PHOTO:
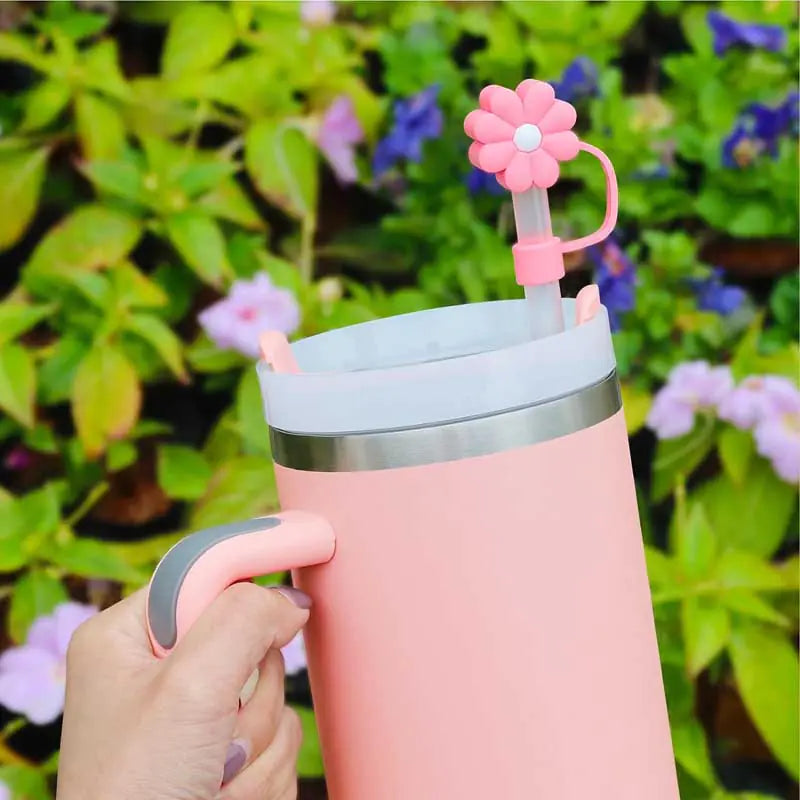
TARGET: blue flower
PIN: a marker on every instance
(615, 276)
(579, 80)
(729, 32)
(713, 295)
(479, 182)
(759, 129)
(416, 119)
────────
GIVEN PROBLEM: Turn the lines of the entries above into a numbered list, one item per line, dropping any blank lines. Leave the pictures out.

WRITTEN REPLY:
1. PHOTO:
2. TARGET: blue flower
3. PIN: a marker on every instance
4. (615, 276)
5. (579, 80)
6. (729, 32)
7. (713, 295)
8. (479, 182)
9. (759, 129)
10. (416, 119)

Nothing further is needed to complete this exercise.